= ЧТО СДЕЛАТЬ =
1. Какая погода стояла весь день 6 апреля, согласно приведённому отрывку из дневника?
2. Продолжите приведённый отрывок из дневника, начав сразу после его последнего предложения.

= ПРИВЕДЁННЫЙ ОТРЫВОК =
--

Спросишь себя: чего хочу? и отвечаешь первое: чаю с сахаром.
Милый, не ты ли был таким врагом европейской мещанской культуры, не ты ли так боялся, что в твоей могучей пустыне через сто лет на каждом шагу будут предлагать в ресторанах чай с сахаром и кофе со сливками?
Что же это был за страх? Кажется, страх выйти из того состояния, когда человек видит в природе могучего, страшного противника… Далеко погасшие романтические зори! Теперь природа не вызывает на борьбу человека, а умоляет его о защите, охране, и такой охраной является европейская мещанская культура.
6 Апреля. Весь день непрерывно шел мелкий теплый дождь. На уроке один ученик отпрашивался говеть.
— Говеть? — спросил я.
— Ну да, будет он говеть! — сказал Алексеев.
— Молчи, ты, коммунист! — закричал говельщик.
По этому поводу я прочел им хорошую лекцию о свободе совести. Вот в том-то и беда, что этот «коммунизм» держит в своих кровавых лапах и все наши свободы, он ограбил империю и дух народа, как попы держат в церкви Христа.
Огромные массы людей исполнены самых добрых намерений, но неудачники и обозлены на каждого человека в отдельности, таких любит изображать Достоевский (Катер. Ивановна, Мармеладов) и они вообще составляют главную массу людей чающих, или управляемых, или «обывателей». Напротив, обещающие или которые управляют государством вообще злы, потому что они честолюбивы («эгоцентричны»), хотя всегда говорят про общее благо, но, будучи удовлетворены в себе самих, они бывают великодушны и добры к отдельным людям. Совершенно же добрых и совершенно злых людей очень мало.
7 Апреля. Снились русские хороводы. Опять серо-ветрено, как вчера, дождик покрапывал еще до обеда, а после обеда был ливень с каплями, как градинками. После до вечера капало и тепло от дождя не стало.
Все-таки снились же мне хороводы. И потом в полусне пробуждения на эти хороводы легло рассуждение о патриотизме, что это есть иначе самость, такое чувство: мы сами.
8 Апреля. Благовещенье. Чуть ли не с Рождества берегли птичку — выпустить на Благовещенье{105}. Сказали ей напутственное слово свободы, пустили, а она упала в грязь, видно, крыло себе в клетке помяла. Эх, свобода! Держали за уши — уши освободили, за хвосты схватили.

--

= ПРЕДОСТАВЛЕННЫЙ СПИСОК =
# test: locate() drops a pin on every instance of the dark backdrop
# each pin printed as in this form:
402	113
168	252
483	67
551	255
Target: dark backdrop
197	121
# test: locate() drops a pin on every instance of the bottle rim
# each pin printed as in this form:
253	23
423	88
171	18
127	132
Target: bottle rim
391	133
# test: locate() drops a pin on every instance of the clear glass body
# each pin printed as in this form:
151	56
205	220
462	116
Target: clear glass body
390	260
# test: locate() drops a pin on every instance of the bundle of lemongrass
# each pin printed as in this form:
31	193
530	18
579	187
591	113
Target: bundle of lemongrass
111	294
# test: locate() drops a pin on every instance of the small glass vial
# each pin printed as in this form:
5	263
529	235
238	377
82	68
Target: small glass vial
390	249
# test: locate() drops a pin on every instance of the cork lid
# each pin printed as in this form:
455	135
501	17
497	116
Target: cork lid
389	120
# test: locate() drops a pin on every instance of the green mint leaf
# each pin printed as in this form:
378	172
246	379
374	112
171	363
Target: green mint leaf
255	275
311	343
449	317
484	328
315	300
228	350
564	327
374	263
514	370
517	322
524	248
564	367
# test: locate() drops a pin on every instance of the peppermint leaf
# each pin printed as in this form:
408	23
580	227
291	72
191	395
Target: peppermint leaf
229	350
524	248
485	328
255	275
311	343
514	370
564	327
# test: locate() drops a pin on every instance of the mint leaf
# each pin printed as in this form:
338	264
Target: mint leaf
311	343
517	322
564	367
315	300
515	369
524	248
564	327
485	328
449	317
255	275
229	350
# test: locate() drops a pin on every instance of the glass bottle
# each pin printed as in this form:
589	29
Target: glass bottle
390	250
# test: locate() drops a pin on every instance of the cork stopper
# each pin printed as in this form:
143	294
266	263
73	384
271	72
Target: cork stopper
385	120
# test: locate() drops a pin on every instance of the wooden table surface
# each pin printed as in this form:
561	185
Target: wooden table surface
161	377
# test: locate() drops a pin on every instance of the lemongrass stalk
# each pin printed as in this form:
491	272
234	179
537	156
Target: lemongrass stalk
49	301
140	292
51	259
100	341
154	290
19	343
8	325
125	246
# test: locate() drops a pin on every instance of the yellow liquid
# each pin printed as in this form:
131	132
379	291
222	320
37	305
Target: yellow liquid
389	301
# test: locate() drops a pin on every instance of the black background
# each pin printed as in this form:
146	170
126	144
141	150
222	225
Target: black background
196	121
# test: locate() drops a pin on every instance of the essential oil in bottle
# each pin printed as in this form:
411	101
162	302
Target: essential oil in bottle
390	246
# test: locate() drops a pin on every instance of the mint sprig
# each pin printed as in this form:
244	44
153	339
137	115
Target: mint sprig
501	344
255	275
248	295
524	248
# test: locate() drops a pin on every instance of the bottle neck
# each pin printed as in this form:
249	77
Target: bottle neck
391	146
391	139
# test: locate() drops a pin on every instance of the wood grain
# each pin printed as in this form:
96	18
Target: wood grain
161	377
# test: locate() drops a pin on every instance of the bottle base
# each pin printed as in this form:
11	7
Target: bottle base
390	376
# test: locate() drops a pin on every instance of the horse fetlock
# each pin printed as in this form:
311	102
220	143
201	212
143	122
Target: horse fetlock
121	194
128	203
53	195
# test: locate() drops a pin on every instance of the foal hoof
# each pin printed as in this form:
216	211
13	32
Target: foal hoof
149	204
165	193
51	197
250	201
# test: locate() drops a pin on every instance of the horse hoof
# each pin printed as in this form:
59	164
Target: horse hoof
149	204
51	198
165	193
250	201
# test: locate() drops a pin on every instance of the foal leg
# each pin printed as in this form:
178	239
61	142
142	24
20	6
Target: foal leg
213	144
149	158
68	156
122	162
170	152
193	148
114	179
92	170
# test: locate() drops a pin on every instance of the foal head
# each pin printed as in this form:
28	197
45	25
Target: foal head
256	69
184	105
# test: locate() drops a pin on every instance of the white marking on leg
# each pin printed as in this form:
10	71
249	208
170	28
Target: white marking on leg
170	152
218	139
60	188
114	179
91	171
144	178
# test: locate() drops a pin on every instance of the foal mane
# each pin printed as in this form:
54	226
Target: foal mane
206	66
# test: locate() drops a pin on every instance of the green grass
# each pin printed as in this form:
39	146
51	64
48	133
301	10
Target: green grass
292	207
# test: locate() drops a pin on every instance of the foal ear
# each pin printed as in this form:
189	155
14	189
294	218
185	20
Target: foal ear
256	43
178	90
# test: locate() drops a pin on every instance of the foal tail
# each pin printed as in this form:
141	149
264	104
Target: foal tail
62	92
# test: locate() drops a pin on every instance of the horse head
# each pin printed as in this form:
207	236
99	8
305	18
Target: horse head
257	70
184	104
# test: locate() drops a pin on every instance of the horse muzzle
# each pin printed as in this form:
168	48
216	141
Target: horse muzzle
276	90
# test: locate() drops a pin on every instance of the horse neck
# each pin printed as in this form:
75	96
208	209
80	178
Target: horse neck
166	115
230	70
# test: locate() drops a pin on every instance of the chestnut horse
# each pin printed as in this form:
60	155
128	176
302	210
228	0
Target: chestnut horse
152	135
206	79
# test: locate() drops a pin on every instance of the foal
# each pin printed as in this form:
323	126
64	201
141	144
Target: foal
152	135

--

= ОТВЕТЫ ПО ПОРЯДКУ =
1. Весь день непрерывно шел мелкий теплый дождь.

2.
День продержался до вечера серый, с нависшими тучами и ветром, вечером после заката шел дождь и ночью всё слышались капли. В Чистике мне встретился шатун с обломком ружья в руке. «А жирны утки! — начал он разговор и все выболтал потом, как он укрывается от военной службы, в заключение сказал: — Ну ка, хлопни! — и вытащил из кармана бутылку самогона. — Хлопни, хлопни! — упрашивал он меня, — а то пойдешь потом рассказывать, что встретился с плутом и он тебя не угостил».
В болотах под мохом еще лед. На березах почки отпустили чуть заметные зеленые хвостики. Озими сильно зеленеют. Стада в полях. Вечером на одно мгновенье при закате было солнце и на минуту вспыхнули малиновым светом верхушки лесов. Наконец видел вальдшнепа, пролетел беззвучно. Есть подснежники. Кричат лягушки. Щуки нерестятся.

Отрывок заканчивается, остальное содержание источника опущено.